## Written problem
The data follows this line. Copy verbatim the line with "TARGET = white road line" and each line after it to the end.

-- start of Data section --

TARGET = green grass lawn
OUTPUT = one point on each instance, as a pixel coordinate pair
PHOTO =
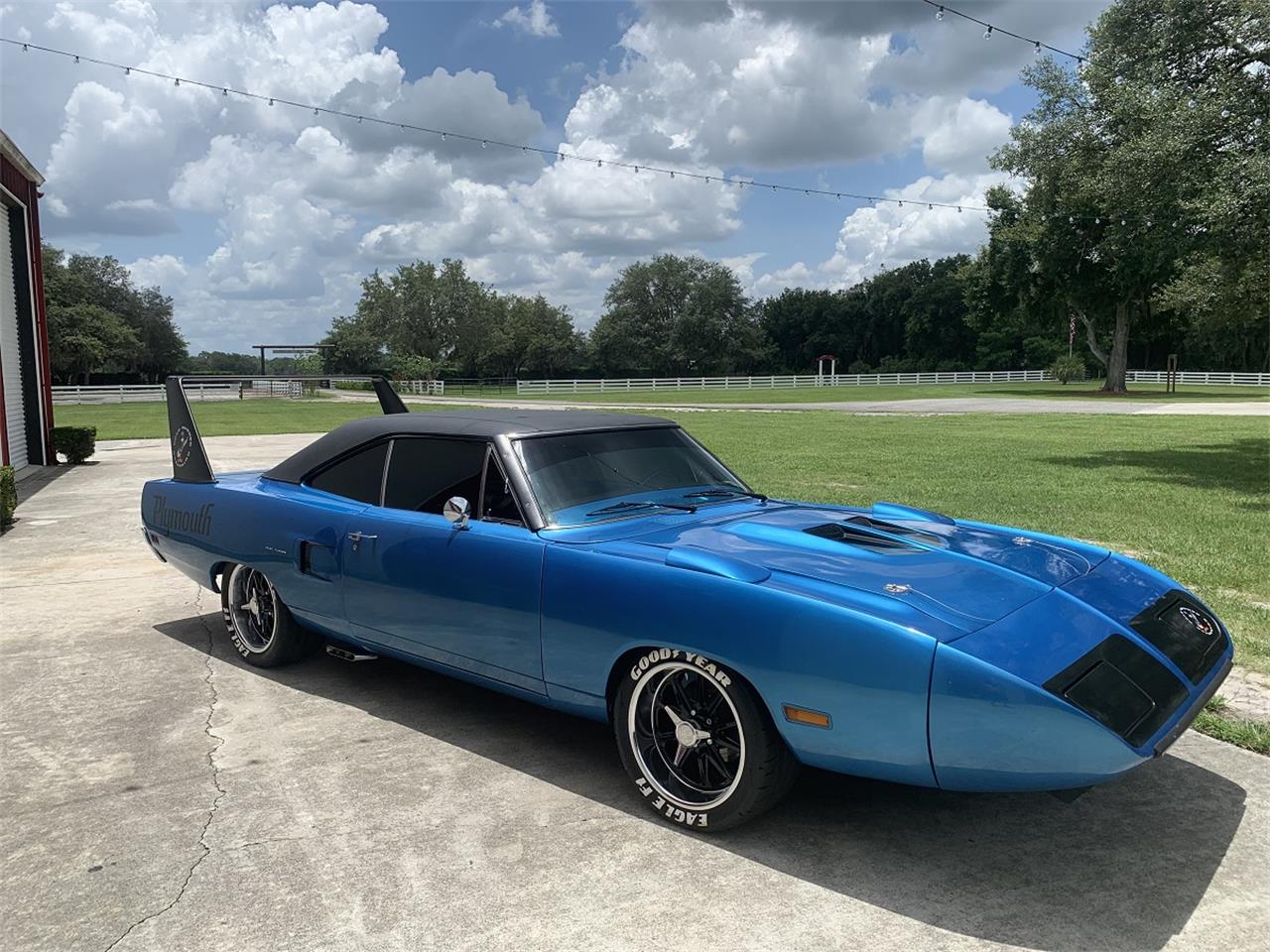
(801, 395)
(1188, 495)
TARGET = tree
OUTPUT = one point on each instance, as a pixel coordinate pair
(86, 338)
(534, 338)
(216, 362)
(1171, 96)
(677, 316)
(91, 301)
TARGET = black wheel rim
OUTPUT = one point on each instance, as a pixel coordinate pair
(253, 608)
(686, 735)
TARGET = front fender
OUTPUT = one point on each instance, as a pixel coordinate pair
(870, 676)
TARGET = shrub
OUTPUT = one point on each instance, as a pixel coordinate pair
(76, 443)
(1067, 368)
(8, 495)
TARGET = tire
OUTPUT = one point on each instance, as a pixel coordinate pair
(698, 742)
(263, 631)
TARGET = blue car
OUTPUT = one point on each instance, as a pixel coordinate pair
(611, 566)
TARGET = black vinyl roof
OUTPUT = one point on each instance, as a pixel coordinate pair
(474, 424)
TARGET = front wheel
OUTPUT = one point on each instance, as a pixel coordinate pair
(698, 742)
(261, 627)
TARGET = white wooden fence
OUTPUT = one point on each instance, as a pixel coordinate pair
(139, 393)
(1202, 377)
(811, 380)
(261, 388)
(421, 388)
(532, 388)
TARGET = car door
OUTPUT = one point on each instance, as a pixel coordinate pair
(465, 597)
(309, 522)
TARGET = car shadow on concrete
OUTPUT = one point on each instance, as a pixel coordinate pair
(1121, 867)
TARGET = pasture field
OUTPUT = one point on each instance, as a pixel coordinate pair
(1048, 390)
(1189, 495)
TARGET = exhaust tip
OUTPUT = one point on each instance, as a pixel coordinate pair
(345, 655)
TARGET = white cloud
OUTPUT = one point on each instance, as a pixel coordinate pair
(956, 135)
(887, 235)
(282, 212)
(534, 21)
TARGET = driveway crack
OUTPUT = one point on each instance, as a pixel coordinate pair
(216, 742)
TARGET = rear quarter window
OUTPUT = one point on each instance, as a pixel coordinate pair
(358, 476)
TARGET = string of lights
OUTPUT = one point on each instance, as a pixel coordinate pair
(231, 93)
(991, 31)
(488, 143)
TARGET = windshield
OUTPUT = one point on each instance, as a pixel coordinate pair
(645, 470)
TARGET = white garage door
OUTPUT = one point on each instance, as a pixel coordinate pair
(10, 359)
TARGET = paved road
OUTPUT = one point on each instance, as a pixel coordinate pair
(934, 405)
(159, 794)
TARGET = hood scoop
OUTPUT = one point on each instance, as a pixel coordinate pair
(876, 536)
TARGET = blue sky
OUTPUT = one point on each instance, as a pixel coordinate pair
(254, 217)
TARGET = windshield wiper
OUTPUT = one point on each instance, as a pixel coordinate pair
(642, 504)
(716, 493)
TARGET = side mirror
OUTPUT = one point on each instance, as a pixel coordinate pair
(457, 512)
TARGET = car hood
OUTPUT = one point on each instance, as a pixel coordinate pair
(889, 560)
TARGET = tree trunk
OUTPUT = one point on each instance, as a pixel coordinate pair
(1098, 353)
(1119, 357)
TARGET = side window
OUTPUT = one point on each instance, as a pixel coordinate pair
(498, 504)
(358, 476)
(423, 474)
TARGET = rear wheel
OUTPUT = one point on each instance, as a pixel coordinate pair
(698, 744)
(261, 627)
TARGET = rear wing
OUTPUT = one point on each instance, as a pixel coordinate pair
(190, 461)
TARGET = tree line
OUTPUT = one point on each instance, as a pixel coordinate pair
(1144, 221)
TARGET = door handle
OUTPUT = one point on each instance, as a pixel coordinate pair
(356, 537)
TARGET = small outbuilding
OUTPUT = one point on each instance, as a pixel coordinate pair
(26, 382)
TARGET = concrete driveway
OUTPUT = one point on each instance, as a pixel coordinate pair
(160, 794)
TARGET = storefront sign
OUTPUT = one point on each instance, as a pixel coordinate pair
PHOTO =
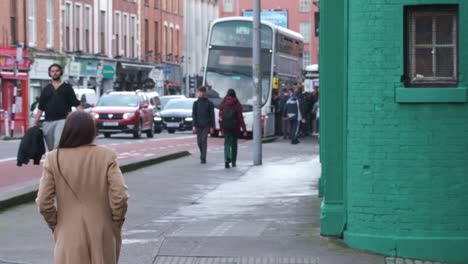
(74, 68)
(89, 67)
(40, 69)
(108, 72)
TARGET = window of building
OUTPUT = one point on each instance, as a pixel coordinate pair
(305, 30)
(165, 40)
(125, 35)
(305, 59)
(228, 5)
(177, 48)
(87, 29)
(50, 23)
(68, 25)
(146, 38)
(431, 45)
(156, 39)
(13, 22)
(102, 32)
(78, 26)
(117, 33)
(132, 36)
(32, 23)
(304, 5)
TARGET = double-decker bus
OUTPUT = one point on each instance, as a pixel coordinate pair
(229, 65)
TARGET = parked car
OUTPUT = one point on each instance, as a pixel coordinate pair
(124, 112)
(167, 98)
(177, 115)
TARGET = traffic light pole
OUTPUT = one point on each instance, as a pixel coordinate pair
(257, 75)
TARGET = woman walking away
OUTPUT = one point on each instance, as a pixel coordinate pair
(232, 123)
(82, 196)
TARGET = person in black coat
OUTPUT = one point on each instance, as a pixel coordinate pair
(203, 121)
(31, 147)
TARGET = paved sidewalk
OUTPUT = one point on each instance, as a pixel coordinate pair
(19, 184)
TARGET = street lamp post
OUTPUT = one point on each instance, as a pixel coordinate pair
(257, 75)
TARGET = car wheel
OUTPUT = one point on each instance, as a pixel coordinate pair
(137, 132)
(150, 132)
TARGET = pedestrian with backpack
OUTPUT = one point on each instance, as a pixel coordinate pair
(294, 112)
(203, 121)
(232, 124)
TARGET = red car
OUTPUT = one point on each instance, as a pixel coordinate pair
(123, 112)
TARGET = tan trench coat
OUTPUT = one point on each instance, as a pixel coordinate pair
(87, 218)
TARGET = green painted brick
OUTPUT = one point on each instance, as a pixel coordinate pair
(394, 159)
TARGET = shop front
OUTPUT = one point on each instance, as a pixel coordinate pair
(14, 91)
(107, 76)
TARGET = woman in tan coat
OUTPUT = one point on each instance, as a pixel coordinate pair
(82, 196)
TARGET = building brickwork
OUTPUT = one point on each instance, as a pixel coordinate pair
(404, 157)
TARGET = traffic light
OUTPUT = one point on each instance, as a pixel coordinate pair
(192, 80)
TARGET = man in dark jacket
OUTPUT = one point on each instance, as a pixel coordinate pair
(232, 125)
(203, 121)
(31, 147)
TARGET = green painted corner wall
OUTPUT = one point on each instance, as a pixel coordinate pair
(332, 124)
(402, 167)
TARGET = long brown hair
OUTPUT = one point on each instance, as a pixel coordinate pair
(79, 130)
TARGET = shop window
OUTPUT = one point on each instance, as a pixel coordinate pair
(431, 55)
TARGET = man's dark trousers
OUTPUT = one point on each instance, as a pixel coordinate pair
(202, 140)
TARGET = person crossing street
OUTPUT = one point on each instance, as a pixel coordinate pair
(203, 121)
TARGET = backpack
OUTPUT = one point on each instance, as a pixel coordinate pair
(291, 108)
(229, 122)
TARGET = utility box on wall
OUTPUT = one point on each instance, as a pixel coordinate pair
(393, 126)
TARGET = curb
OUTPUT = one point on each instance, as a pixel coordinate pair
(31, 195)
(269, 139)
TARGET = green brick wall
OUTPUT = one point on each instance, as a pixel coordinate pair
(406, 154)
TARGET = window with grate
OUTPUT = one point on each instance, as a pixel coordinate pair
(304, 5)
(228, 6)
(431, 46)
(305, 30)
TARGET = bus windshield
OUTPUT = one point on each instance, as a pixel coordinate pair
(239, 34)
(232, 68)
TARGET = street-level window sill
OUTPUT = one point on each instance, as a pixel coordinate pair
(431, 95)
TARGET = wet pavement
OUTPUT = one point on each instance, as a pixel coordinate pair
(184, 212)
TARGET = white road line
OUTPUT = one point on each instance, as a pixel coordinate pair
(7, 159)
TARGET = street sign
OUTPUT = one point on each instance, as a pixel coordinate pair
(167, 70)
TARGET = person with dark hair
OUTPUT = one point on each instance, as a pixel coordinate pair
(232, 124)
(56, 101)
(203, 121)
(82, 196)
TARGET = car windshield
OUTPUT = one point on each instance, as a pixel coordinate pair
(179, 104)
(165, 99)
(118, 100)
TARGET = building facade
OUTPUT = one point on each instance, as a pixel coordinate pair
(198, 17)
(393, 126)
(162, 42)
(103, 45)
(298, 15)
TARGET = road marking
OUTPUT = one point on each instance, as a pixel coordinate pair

-- end of Data section --

## Final answer
TARGET = white road line
OUTPUT = one point on each instance, as a pixel coordinate pair
(7, 159)
TARGET = street sign
OUTPUT = one point on each instance, as a pixel coordinate pair
(167, 70)
TARGET = person with dark hair
OUTPUT = one point on each instance, as a pixel coordinate pair
(232, 124)
(56, 101)
(203, 121)
(82, 196)
TARGET = car windshield
OUTPUT = one point on each instance, as a pixel coordinate pair
(179, 104)
(165, 99)
(118, 100)
TARGET = building facade
OUTPUT = one point on each instance, as a pixel coordinate pair
(198, 17)
(393, 126)
(162, 42)
(103, 45)
(298, 15)
TARGET = road marking
OUTPUT = one point on each instance, as a pixel coordinate pair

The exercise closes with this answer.